### Bahan yang Diberikan:
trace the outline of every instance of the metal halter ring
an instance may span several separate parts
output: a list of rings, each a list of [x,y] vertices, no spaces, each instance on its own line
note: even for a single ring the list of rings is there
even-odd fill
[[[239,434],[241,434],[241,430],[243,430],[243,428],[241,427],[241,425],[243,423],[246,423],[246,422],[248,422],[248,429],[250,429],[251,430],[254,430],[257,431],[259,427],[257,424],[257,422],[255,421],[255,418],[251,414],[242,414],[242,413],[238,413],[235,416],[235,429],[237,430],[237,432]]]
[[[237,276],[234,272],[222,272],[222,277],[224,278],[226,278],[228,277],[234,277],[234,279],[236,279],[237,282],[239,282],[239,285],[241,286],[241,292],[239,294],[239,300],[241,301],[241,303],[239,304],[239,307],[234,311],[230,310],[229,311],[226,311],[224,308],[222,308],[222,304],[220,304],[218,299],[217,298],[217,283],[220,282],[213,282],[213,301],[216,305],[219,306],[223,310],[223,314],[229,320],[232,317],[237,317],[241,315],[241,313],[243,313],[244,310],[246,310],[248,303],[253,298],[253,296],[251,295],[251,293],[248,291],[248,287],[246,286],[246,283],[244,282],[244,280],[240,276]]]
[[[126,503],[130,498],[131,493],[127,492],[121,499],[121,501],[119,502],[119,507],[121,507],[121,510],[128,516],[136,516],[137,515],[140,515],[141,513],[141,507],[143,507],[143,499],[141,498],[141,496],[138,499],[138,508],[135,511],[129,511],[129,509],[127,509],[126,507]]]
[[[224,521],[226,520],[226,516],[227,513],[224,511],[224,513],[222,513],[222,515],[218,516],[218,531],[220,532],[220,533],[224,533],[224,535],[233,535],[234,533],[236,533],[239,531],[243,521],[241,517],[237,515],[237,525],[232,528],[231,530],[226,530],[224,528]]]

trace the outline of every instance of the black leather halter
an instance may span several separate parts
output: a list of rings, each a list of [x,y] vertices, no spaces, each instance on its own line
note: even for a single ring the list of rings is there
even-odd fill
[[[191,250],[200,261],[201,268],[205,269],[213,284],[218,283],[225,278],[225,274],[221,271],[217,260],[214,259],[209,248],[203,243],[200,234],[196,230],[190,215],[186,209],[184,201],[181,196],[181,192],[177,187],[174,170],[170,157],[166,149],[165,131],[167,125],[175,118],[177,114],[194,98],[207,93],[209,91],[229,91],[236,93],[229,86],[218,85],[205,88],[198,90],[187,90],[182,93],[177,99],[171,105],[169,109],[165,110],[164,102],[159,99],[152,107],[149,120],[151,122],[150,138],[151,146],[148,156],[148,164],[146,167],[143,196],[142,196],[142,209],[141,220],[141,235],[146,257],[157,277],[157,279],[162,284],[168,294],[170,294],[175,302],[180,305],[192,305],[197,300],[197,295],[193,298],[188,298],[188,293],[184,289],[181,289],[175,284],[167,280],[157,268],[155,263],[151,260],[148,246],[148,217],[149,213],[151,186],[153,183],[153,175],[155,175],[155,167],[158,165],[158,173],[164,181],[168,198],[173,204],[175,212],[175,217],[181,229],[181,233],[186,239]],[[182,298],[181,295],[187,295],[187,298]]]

### Tugas Anda:
Salin ulang semua baris entri, mulai dari baris yang memuat "trace the outline of every instance of the black" sampai baris terakhir entri. Geser setiap koordinat pada jawaban dengan menambahkan 121 ke setiap nilai x dan y, sedangkan baris lainnya tetap tidak berubah.

### Jawaban Latihan:
trace the outline of every instance of the black leather halter
an instance may span several separate parts
output: a list of rings, each a list of [x,y] vertices, no spaces, each instance on its own line
note: even for a single ring the list of rings is there
even-odd fill
[[[312,371],[321,382],[322,389],[326,390],[334,405],[339,404],[346,399],[346,395],[342,392],[338,381],[335,380],[330,369],[324,364],[321,355],[317,351],[311,336],[307,330],[305,322],[302,317],[302,313],[298,308],[295,291],[291,278],[287,270],[286,252],[288,246],[296,239],[298,235],[315,219],[328,214],[330,212],[350,212],[357,214],[350,207],[339,206],[326,209],[319,211],[308,211],[303,214],[298,220],[292,226],[290,230],[286,231],[285,223],[280,220],[273,228],[270,241],[272,243],[271,259],[272,267],[269,277],[269,285],[267,288],[264,317],[263,317],[263,330],[262,341],[262,356],[267,378],[278,398],[278,400],[283,405],[289,415],[291,415],[296,423],[301,426],[313,426],[318,421],[318,416],[314,419],[309,419],[309,414],[305,410],[302,410],[296,405],[288,401],[278,389],[276,384],[272,381],[269,367],[269,338],[270,334],[272,307],[274,304],[274,296],[276,296],[276,288],[279,286],[279,294],[285,302],[289,319],[294,325],[296,333],[296,338],[302,350],[302,354],[307,360]],[[303,419],[302,416],[308,416],[308,419]]]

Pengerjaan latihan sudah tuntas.